- _What you have to do_
Could you restate exactly the lines that begin at the line with "Target: woman in pink jacket" and end at the final line of the data?

- _Data section_

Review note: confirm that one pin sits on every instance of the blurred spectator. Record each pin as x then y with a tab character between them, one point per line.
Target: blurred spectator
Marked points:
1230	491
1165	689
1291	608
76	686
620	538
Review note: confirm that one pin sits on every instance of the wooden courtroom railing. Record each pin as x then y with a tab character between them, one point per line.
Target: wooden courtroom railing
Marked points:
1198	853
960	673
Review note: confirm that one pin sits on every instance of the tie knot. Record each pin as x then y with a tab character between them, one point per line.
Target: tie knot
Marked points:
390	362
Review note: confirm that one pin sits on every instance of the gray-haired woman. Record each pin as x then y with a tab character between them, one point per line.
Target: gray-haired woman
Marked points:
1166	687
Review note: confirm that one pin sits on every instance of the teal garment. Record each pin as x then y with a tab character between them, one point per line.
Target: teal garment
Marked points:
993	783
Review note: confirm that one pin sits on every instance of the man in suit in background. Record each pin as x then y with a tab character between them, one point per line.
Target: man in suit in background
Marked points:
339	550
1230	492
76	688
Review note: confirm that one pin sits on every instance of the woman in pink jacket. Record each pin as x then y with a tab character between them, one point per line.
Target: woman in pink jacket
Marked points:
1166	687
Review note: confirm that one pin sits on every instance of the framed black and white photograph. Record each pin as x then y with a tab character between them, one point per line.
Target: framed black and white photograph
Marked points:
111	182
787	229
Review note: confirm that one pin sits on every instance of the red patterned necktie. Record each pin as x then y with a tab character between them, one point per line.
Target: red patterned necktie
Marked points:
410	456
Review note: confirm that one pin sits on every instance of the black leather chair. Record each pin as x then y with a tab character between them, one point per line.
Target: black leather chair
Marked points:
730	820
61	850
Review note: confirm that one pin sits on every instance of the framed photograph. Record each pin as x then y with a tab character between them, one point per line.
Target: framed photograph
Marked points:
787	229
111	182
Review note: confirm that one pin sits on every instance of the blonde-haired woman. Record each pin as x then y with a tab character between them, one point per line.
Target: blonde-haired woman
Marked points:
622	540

- _Answer to the problem_
Target: woman in pink jacket
Marked points:
1166	687
Review note: confirm that one pin sits on every instance of the framed black and white photograph. Record each pin as x then y with a tab character between them, one point per line.
Target: framed black and white photograph
Marked points:
111	182
787	229
Review note: confirm that one pin sits on every instance of the red patterned necktie. Record each pin as x then y with a tab character between them, one point per line.
Target: red patterned necktie
Marked points:
410	456
Review note: confirm that one pin sits on every instance of the black leather chair. Record each pin as x then y with a tab character between them, one point per line.
Target: black leather chair
Marked points:
730	820
61	850
Review note: confirm that one pin sits on every instance of the framed photograph. Record each pin as x then y with a tab character between them, one point per line.
Target: framed photograph
Marked points:
787	229
111	182
Review note: confirm that one pin sits on every instance of the blonde-haired woman. Record each pin as x then y with a tab character between them, one point per line.
Target: blonde-haired woman
Marked points:
622	540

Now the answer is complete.